**** Excerpted records ****

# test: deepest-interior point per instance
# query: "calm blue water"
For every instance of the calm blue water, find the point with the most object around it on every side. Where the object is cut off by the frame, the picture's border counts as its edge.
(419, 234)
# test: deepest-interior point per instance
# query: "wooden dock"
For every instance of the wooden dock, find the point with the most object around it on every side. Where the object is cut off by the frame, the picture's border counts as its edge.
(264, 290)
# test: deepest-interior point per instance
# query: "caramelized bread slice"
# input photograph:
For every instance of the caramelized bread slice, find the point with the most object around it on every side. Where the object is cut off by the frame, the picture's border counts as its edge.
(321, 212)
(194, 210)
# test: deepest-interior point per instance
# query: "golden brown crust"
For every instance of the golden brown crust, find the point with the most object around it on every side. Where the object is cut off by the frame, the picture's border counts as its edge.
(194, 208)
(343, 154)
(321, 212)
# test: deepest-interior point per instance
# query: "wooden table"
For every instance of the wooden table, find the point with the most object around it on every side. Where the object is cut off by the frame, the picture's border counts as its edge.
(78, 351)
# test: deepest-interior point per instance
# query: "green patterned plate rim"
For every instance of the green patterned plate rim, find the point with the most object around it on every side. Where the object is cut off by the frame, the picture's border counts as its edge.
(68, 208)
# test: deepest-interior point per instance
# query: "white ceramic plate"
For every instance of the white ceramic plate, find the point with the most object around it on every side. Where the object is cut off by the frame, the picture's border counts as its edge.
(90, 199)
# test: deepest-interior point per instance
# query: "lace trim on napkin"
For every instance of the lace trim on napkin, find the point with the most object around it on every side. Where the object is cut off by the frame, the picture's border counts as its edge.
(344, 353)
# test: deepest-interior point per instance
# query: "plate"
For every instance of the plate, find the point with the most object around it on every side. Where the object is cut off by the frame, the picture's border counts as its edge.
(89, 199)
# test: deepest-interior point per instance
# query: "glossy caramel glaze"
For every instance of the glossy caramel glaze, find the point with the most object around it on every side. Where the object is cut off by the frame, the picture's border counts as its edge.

****

#### Problem to solve:
Reproduce the material above, every line of it, exactly.

#### Completed task:
# test: deepest-interior point per instance
# query: "calm blue water"
For every instance of the calm blue water, find the point with the most object around it on every side. Where the object is cut off by the frame, the picture's border counts as its edge.
(419, 234)
# test: deepest-interior point per instance
# query: "wooden dock"
For every instance of the wooden dock, find the point with the most object around it on every side. Where the object is cut off by the frame, the picture's border counts as its edge.
(264, 290)
# test: deepest-interior point per instance
# query: "caramelized bread slice"
# input photograph:
For every instance of the caramelized bread slice, find the point with the most object around it on every side. Where the object is cut off by the frame, the picture's border counts as its edge.
(321, 212)
(194, 210)
# test: deepest-interior point per instance
# query: "golden brown crust"
For every instance of the golden brown crust, find the point with the most object around it on every side. Where the object is cut off by the frame, the picture's border counts as its edge.
(194, 208)
(343, 154)
(321, 212)
# test: deepest-interior point per instance
# query: "wooden table"
For every instance of the wooden table, find the point with the most object around it on every side. Where the object is cut off by the frame, the picture's border counts as its edge.
(78, 351)
# test: deepest-interior point per instance
# query: "green patterned plate rim"
For every instance of the green patterned plate rim, find the point with the most object around it on every side. Where the object is cut off by the frame, the picture's border counts as its edge.
(68, 208)
# test: deepest-interior point per instance
# query: "white ceramic plate"
For every instance of the white ceramic plate, find the point with the most object around it on every side. Where the object is cut off by the frame, the picture's border counts as its edge.
(90, 199)
# test: deepest-interior point per instance
# query: "lace trim on napkin"
For every instance of the lace trim on napkin, find the point with the most object around it on every side. Where the object is cut off by the frame, the picture's border counts as its edge.
(344, 353)
# test: deepest-interior point per instance
# query: "plate"
For every instance of the plate, find the point with the most object around it on every side. Where the object is cut off by the frame, the picture's border counts as its edge.
(89, 199)
# test: deepest-interior point per instance
# query: "glossy caramel glaze"
For every instance of the glossy caramel glaze, find the point with the most object around it on every side. Where the object is cut off by the frame, the picture's border counts as its edge.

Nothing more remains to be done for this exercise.